DATASET RECORDS:

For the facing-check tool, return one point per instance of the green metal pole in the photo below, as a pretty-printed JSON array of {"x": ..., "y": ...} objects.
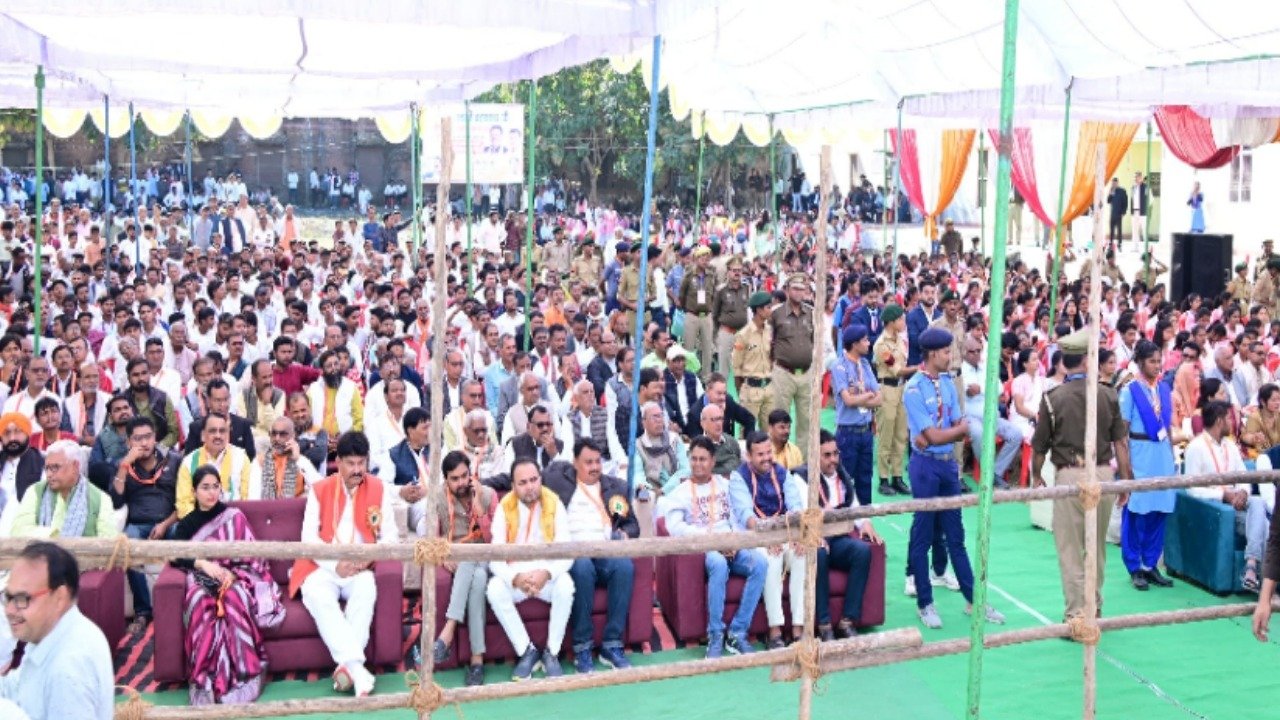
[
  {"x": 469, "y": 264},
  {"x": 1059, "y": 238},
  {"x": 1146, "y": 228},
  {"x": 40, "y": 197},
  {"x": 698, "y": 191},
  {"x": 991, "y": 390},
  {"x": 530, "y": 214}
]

==

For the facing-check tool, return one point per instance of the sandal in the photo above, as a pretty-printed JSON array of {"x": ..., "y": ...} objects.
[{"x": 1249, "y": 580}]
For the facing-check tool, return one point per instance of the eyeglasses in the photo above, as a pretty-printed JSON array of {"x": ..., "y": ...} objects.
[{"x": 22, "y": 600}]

--

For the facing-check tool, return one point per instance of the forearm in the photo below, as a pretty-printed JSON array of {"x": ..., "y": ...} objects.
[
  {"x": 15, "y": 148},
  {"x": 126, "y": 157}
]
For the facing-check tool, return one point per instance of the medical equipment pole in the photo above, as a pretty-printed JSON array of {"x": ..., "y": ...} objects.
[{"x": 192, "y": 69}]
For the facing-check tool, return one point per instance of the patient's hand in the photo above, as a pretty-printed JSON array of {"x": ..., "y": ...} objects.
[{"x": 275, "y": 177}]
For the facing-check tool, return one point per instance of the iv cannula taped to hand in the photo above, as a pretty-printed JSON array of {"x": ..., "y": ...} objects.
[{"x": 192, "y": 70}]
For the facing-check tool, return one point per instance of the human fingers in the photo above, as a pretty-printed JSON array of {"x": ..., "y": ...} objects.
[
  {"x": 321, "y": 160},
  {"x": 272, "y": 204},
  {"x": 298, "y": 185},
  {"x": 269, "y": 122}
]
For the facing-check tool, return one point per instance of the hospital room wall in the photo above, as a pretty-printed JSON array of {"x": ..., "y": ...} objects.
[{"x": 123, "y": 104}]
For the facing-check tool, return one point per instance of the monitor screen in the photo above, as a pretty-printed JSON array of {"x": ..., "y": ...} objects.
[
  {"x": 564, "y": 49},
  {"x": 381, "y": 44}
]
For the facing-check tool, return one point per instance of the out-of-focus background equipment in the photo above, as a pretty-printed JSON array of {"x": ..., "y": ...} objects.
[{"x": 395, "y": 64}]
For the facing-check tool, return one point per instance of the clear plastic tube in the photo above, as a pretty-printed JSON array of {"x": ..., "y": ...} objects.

ASSIGNMENT:
Your reply is to repeat, unchanged, the lines above running from the one with "of the monitor" up to and including the one with "of the clear".

RESPONSE AREA:
For the facing-check tool, return one point per instance of the monitor screen in the photo above, as a pretty-printed JSON array of {"x": ..., "y": ...} objects.
[
  {"x": 564, "y": 49},
  {"x": 381, "y": 44}
]
For the facing-check tool, return one point per instance of the out-of-focus background equipment in the photo above, as a pretty-printed JSON array of {"x": ..., "y": ...} objects.
[{"x": 395, "y": 64}]
For the facing-check tool, return one point per instance of the clear plastic tube in the photo above, as a pretty-printed JSON array of {"x": ..., "y": ...} objects.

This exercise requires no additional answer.